Records from a collection

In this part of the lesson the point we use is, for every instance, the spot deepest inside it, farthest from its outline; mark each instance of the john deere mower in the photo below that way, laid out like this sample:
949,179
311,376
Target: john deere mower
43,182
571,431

→ Exercise description: Rewrite every line of the records above, swapping "john deere mower" for "lawn tractor" and leaving everything else as it is.

→ Response to this task:
In this part of the lesson the point we use is, for every instance, the spot deepest inside it, farthest from its outline; mark each instance of the lawn tractor in the photo below that way, laid out like this sample:
949,179
311,376
Target: lawn tractor
43,182
571,431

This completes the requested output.